● **Task**: In the entries below, find the lines with the word "dark" and copy them.

● **Data listing**:
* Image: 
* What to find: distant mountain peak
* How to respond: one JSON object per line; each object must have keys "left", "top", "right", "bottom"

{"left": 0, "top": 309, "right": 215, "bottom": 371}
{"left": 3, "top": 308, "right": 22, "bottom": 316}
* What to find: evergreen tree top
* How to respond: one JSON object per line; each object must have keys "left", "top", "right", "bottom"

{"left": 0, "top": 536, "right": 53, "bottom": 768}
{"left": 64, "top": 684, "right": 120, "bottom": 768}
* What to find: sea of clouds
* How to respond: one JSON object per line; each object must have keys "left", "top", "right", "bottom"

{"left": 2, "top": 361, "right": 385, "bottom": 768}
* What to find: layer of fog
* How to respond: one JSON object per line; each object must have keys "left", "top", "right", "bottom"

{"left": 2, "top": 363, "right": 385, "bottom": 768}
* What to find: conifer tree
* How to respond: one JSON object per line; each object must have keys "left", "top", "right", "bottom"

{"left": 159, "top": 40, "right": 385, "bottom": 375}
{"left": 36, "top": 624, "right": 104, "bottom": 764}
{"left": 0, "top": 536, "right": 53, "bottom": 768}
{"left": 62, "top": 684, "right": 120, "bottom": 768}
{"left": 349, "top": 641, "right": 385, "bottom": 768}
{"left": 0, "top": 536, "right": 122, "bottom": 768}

---

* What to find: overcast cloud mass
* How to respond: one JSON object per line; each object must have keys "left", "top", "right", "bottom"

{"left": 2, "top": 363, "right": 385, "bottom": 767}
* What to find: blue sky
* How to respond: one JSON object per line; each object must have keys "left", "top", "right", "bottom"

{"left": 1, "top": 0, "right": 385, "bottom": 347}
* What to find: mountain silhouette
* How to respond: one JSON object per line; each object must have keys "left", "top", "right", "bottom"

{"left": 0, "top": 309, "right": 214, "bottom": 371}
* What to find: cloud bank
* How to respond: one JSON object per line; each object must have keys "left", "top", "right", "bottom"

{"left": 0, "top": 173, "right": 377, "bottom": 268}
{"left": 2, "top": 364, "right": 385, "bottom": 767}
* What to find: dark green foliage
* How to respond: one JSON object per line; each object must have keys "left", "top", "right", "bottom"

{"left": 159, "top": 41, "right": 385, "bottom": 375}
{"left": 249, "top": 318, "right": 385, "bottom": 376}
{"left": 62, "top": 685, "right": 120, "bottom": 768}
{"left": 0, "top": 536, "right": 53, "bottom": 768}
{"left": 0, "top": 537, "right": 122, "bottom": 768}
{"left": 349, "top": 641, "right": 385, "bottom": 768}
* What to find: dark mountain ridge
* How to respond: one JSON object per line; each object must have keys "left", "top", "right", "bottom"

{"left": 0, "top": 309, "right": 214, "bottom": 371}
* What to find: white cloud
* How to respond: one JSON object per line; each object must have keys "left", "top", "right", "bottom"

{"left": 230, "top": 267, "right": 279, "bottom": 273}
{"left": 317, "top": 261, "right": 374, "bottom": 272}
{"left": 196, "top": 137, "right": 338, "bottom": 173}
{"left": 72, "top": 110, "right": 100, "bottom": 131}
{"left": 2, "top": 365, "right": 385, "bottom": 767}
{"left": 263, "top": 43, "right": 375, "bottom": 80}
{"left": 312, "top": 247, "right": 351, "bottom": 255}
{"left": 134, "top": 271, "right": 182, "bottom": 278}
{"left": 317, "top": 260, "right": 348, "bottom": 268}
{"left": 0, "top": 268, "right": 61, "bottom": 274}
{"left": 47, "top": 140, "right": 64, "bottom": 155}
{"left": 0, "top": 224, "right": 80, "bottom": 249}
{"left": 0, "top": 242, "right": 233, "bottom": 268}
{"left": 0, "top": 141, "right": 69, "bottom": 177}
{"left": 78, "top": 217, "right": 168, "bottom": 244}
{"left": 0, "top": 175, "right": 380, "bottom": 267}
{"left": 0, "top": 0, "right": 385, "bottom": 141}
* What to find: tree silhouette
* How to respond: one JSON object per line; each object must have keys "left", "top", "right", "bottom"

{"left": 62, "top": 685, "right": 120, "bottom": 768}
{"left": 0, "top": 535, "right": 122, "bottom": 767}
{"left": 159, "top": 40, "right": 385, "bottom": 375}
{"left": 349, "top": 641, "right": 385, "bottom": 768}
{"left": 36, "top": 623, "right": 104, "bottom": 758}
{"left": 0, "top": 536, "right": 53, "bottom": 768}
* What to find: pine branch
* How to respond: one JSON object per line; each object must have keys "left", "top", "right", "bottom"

● **Response for this exercise**:
* What to find: dark green foliage
* What to find: dark mountain ridge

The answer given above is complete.